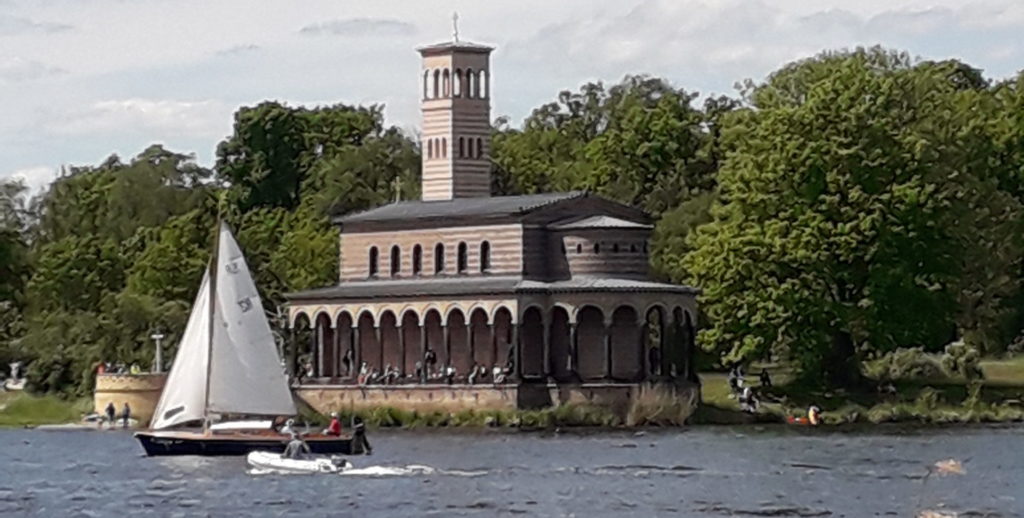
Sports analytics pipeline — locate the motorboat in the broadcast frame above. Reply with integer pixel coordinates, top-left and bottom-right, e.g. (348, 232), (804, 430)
(135, 223), (366, 456)
(246, 450), (352, 474)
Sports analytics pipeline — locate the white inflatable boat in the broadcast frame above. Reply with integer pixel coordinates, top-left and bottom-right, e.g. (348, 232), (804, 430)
(246, 451), (352, 474)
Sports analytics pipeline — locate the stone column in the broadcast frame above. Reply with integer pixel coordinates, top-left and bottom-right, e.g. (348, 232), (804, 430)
(441, 322), (452, 368)
(510, 322), (522, 381)
(466, 319), (476, 365)
(568, 321), (580, 375)
(541, 318), (552, 381)
(352, 320), (362, 378)
(397, 321), (406, 378)
(374, 322), (384, 373)
(604, 322), (611, 380)
(331, 320), (341, 378)
(633, 318), (649, 381)
(314, 321), (327, 378)
(420, 326), (429, 383)
(285, 326), (298, 378)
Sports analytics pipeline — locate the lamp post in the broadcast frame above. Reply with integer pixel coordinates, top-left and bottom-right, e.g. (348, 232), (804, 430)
(150, 331), (164, 374)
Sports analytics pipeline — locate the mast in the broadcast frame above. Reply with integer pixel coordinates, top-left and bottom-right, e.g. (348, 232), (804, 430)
(203, 214), (221, 434)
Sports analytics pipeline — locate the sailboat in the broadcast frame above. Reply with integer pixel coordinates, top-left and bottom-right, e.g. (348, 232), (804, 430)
(135, 223), (362, 456)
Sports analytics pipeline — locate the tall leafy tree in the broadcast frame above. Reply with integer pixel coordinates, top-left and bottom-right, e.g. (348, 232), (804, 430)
(684, 48), (1020, 384)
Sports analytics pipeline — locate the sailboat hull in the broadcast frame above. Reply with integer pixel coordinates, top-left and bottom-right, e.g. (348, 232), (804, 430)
(135, 431), (364, 457)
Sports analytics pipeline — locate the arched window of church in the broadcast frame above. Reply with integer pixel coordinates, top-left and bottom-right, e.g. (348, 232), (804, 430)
(434, 243), (444, 274)
(369, 247), (380, 277)
(413, 245), (423, 275)
(480, 241), (490, 272)
(457, 243), (469, 273)
(391, 245), (401, 277)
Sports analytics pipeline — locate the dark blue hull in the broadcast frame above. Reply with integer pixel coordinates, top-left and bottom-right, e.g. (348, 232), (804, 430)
(135, 432), (365, 457)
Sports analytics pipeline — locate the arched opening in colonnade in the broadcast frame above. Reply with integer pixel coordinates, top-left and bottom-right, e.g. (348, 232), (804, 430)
(377, 311), (401, 374)
(548, 306), (575, 381)
(519, 306), (544, 379)
(469, 308), (496, 375)
(577, 306), (607, 380)
(447, 309), (473, 378)
(608, 306), (643, 381)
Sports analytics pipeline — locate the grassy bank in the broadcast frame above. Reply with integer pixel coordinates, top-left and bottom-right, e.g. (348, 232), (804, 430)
(692, 357), (1024, 424)
(0, 392), (91, 427)
(300, 386), (696, 429)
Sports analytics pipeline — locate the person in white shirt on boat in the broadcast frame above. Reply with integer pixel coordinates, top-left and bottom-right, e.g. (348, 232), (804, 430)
(281, 432), (312, 460)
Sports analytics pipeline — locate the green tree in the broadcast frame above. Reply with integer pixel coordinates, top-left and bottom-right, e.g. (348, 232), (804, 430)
(683, 48), (1020, 384)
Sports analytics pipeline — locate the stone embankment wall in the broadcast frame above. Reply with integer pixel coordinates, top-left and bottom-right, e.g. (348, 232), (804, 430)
(92, 374), (167, 426)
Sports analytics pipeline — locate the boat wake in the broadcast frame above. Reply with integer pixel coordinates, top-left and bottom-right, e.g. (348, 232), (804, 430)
(247, 464), (487, 477)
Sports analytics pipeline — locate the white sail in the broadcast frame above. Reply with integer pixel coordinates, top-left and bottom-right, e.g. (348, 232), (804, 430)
(151, 269), (210, 430)
(208, 225), (296, 416)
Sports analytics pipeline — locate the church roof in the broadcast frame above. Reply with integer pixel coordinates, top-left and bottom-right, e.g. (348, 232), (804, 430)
(416, 41), (495, 55)
(334, 190), (588, 224)
(285, 275), (697, 301)
(550, 216), (654, 230)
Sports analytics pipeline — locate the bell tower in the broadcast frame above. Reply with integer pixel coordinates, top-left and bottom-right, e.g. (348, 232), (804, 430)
(417, 28), (494, 202)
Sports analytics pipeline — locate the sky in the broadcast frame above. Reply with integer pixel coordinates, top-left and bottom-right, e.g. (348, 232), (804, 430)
(0, 0), (1024, 190)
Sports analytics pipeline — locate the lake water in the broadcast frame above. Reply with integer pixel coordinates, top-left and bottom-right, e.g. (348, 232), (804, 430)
(0, 426), (1024, 518)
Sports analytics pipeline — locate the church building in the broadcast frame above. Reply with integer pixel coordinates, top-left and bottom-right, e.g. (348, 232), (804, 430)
(287, 33), (696, 412)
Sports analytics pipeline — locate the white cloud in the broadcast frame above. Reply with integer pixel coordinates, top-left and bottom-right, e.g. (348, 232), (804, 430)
(0, 57), (68, 83)
(299, 18), (416, 37)
(0, 14), (72, 36)
(49, 98), (231, 138)
(0, 0), (1024, 181)
(6, 166), (59, 198)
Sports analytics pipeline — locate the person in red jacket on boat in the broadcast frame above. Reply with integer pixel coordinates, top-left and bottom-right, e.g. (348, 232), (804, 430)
(324, 412), (341, 437)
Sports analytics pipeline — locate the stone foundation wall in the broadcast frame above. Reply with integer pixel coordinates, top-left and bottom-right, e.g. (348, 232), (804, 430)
(294, 385), (517, 414)
(294, 383), (695, 416)
(92, 374), (167, 426)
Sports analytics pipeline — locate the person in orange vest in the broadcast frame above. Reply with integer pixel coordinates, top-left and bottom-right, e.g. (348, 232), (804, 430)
(324, 412), (341, 436)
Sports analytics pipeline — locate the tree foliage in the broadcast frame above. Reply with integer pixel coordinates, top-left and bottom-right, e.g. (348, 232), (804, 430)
(684, 49), (1021, 383)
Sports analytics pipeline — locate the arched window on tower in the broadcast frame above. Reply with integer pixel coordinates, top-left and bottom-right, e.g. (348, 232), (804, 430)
(480, 241), (490, 273)
(413, 245), (423, 275)
(457, 243), (469, 273)
(368, 247), (380, 277)
(391, 245), (401, 277)
(434, 243), (444, 274)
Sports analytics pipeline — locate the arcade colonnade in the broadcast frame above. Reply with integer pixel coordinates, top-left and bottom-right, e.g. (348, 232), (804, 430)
(287, 297), (695, 384)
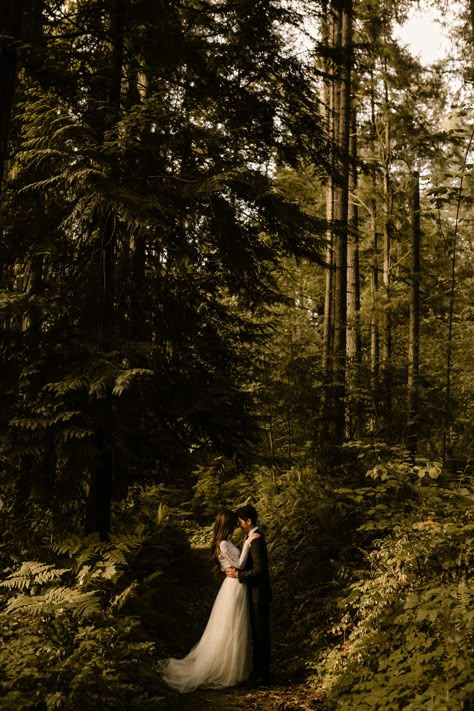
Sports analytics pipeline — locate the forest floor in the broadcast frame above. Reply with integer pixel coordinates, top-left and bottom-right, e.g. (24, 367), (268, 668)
(160, 548), (322, 711)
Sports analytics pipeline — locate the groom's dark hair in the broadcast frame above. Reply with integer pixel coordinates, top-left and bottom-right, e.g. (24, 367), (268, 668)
(235, 504), (258, 526)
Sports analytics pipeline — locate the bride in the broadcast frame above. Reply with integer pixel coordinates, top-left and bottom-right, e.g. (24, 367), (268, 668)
(161, 509), (259, 694)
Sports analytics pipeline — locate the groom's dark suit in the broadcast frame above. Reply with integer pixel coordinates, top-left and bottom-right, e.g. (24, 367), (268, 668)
(238, 529), (272, 682)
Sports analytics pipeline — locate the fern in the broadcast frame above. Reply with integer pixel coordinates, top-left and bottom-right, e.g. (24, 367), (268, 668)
(0, 561), (71, 590)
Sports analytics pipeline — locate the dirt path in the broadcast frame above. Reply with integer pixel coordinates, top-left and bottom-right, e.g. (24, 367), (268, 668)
(159, 548), (322, 711)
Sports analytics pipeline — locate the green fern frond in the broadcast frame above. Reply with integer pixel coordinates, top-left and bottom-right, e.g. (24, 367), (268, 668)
(0, 561), (71, 590)
(6, 586), (102, 619)
(44, 375), (89, 395)
(110, 580), (138, 610)
(112, 368), (154, 395)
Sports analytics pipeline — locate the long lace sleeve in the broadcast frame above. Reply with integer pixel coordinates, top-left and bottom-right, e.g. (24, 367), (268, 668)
(219, 541), (250, 570)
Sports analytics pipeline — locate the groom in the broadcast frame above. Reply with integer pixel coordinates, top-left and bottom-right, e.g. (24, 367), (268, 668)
(225, 506), (272, 686)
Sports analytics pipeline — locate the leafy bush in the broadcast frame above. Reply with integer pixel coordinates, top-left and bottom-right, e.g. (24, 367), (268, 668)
(0, 522), (187, 711)
(310, 460), (474, 711)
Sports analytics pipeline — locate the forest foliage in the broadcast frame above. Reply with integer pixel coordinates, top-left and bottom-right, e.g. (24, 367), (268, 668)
(0, 0), (474, 711)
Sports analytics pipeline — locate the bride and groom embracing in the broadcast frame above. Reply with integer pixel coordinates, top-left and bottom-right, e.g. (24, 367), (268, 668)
(161, 506), (271, 693)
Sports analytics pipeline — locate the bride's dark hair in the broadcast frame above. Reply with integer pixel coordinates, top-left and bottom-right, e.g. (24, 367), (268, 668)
(211, 509), (238, 572)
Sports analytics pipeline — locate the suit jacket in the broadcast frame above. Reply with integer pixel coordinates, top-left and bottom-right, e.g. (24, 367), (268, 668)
(239, 529), (272, 604)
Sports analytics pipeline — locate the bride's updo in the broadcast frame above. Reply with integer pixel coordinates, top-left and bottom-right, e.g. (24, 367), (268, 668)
(211, 509), (239, 572)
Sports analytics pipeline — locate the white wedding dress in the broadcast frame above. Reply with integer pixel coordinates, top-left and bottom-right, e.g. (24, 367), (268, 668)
(161, 541), (252, 694)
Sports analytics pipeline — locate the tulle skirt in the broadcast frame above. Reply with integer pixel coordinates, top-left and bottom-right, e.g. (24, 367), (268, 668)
(161, 578), (252, 694)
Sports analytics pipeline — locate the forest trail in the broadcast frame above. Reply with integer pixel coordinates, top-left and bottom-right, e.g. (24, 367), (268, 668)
(160, 548), (322, 711)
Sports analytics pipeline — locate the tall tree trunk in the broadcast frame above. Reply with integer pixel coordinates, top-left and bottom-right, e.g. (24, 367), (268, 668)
(333, 0), (352, 444)
(85, 0), (125, 538)
(370, 75), (380, 429)
(347, 108), (362, 438)
(407, 172), (421, 456)
(0, 0), (23, 194)
(380, 75), (392, 434)
(319, 2), (337, 446)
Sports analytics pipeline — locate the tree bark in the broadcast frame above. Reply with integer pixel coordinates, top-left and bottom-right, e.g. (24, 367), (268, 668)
(347, 109), (362, 438)
(0, 0), (23, 194)
(85, 0), (125, 539)
(407, 172), (421, 456)
(380, 67), (392, 433)
(333, 0), (352, 444)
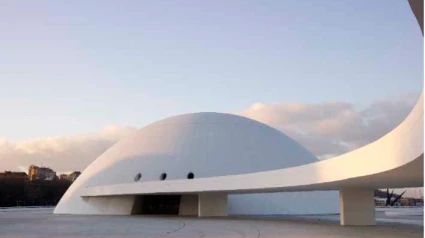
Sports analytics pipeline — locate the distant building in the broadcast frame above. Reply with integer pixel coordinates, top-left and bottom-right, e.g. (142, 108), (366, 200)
(0, 171), (28, 180)
(375, 197), (387, 207)
(59, 171), (81, 182)
(28, 165), (56, 181)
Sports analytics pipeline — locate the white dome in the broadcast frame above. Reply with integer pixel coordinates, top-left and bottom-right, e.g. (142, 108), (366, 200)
(55, 112), (338, 213)
(84, 112), (317, 185)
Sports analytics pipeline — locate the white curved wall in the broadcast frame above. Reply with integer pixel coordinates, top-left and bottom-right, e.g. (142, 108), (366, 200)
(55, 113), (337, 214)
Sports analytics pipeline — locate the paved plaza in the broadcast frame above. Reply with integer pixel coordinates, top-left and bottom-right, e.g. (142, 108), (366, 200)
(0, 208), (423, 238)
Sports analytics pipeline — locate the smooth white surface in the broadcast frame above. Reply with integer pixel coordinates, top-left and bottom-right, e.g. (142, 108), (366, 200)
(55, 113), (338, 214)
(81, 93), (424, 196)
(339, 188), (376, 226)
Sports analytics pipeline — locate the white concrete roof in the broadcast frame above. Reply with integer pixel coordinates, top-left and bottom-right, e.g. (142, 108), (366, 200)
(76, 93), (424, 196)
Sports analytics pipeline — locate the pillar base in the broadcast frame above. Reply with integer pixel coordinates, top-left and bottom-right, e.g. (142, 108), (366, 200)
(339, 188), (376, 226)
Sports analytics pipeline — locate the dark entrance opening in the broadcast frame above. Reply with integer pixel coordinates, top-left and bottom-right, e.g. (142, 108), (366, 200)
(141, 195), (181, 215)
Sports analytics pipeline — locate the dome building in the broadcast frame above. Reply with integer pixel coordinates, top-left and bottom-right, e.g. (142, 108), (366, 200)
(54, 112), (338, 214)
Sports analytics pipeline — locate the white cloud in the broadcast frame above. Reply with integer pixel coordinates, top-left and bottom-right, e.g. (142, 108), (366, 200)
(0, 125), (136, 172)
(0, 94), (418, 182)
(236, 93), (418, 159)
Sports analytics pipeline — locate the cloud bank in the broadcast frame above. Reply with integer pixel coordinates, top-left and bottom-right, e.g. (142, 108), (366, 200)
(236, 93), (419, 159)
(0, 93), (418, 172)
(0, 125), (136, 172)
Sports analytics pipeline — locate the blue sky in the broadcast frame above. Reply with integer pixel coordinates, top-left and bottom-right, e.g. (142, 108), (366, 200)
(0, 0), (423, 140)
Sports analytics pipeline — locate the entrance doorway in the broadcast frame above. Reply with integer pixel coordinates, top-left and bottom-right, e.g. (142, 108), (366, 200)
(141, 195), (181, 215)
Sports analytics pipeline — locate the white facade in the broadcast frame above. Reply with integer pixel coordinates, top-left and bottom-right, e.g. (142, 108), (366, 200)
(55, 113), (338, 214)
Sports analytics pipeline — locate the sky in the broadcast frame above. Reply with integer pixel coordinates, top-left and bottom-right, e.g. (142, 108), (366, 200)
(0, 0), (423, 193)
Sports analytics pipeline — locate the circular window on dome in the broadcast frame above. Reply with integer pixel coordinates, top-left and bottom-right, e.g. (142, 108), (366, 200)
(134, 173), (142, 182)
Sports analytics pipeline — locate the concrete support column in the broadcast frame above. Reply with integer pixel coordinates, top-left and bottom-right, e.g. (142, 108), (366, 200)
(339, 188), (376, 226)
(179, 194), (198, 216)
(198, 193), (227, 217)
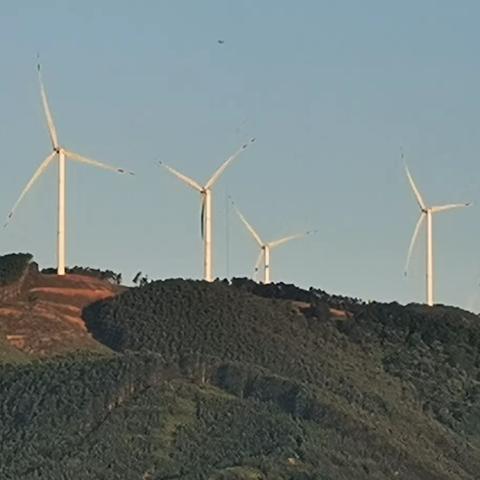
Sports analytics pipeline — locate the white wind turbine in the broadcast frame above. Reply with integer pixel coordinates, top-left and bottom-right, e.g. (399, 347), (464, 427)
(4, 64), (133, 275)
(232, 202), (313, 284)
(405, 165), (471, 306)
(159, 138), (255, 282)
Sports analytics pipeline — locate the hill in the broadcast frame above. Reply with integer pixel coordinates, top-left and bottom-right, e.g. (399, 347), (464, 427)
(0, 264), (480, 480)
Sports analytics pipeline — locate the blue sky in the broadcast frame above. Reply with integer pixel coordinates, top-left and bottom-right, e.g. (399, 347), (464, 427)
(0, 0), (480, 311)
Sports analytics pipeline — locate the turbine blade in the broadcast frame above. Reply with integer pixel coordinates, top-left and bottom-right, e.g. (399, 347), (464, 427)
(232, 202), (263, 247)
(432, 202), (472, 213)
(205, 138), (255, 188)
(159, 162), (203, 192)
(4, 152), (57, 227)
(405, 212), (425, 275)
(37, 63), (58, 150)
(63, 150), (135, 175)
(405, 165), (427, 210)
(268, 230), (316, 248)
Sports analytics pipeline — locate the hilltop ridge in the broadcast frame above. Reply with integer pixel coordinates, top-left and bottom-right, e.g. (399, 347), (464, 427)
(0, 253), (480, 480)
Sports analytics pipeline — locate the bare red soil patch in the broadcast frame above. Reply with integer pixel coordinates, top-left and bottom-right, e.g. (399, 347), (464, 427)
(0, 273), (125, 356)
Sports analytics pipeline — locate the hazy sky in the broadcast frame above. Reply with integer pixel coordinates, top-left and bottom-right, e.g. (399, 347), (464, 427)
(0, 0), (480, 310)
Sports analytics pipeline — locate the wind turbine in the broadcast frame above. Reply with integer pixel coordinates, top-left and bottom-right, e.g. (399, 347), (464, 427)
(232, 202), (313, 284)
(4, 63), (133, 275)
(159, 138), (255, 282)
(405, 165), (471, 307)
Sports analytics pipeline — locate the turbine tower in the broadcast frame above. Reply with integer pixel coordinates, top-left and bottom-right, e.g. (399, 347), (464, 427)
(232, 202), (313, 284)
(159, 138), (255, 282)
(405, 165), (471, 307)
(4, 64), (133, 275)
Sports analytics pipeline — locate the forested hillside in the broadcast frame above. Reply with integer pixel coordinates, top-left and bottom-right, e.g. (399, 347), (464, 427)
(0, 272), (480, 480)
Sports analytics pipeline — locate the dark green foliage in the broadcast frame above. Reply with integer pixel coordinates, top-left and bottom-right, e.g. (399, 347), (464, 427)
(232, 278), (364, 310)
(0, 253), (33, 286)
(0, 280), (480, 480)
(0, 355), (167, 480)
(42, 265), (122, 285)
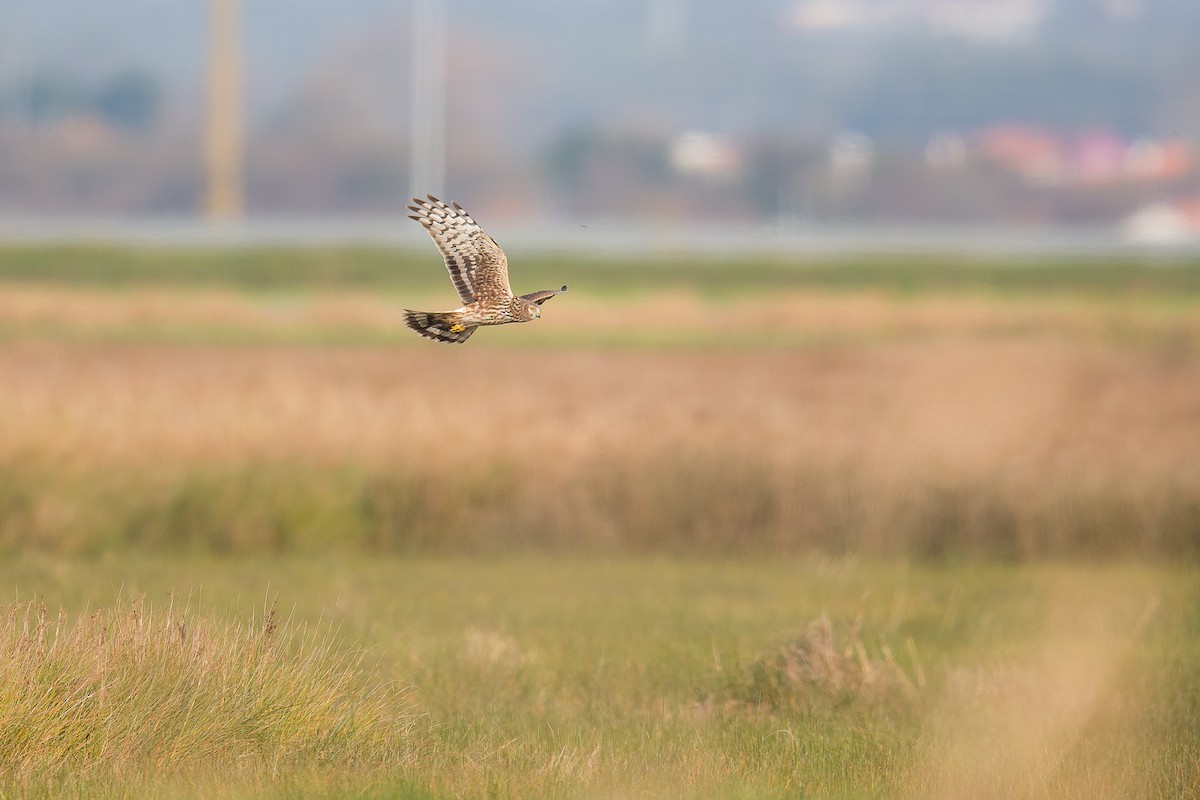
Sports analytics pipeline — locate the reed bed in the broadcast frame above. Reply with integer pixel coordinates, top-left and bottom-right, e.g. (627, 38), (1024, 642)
(0, 336), (1200, 558)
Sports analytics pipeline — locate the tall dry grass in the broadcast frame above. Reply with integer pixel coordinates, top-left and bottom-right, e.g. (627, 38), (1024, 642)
(0, 335), (1200, 558)
(0, 599), (412, 793)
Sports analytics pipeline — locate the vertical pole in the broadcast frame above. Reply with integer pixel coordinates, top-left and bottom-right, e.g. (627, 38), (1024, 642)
(408, 0), (446, 197)
(204, 0), (245, 219)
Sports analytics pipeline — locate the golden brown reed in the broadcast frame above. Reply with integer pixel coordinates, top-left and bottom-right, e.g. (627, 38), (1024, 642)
(0, 336), (1200, 557)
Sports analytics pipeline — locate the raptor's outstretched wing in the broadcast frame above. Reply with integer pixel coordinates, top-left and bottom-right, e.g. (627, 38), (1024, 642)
(408, 194), (512, 305)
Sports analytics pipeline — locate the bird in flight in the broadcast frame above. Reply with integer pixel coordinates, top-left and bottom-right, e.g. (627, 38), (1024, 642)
(404, 194), (566, 344)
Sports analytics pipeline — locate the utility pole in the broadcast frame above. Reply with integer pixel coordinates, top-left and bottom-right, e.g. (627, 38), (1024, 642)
(204, 0), (245, 219)
(408, 0), (446, 197)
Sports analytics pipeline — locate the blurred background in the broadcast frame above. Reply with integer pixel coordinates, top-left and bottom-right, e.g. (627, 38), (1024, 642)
(0, 0), (1200, 242)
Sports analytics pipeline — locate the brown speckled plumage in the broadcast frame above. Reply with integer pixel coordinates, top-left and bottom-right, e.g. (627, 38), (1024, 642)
(404, 194), (566, 343)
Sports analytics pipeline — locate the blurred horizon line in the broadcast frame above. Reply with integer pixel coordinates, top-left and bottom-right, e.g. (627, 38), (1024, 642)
(0, 213), (1200, 257)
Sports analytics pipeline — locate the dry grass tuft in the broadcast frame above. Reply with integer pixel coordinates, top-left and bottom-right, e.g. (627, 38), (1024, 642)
(734, 615), (924, 711)
(0, 600), (410, 786)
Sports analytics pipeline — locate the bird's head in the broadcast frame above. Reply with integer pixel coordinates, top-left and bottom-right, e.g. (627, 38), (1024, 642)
(517, 300), (541, 323)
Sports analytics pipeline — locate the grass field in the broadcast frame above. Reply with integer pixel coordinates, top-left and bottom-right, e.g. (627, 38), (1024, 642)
(0, 247), (1200, 799)
(0, 557), (1200, 798)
──────────────────────────────
### Directive:
Transcribe the part of the items that opens with the line containing "Sports analytics pipeline — locate the tall dry" and closes with the line containing "(0, 336), (1200, 557)", including both of those lines, without changing a single character.

### Solution for this task:
Sports analytics pipeline — locate the tall dry grass in the broadcast frame above. Reply with integer pixel coordinates, top-left and bottom-right, e.g. (627, 38), (1024, 642)
(0, 335), (1200, 558)
(0, 599), (412, 793)
Sports analytics pipeline — locate the vertical pole in the broadcast frame above. Reply with integer pixel coordinates, top-left and bottom-right, e.g. (627, 38), (1024, 642)
(408, 0), (446, 197)
(204, 0), (245, 219)
Sports analytics pipeline — locate the golden brown reed in the broadcast frame above. Reply with integer pixel coordinates, top-left and bottom-right, e.g. (627, 38), (1024, 642)
(0, 336), (1200, 557)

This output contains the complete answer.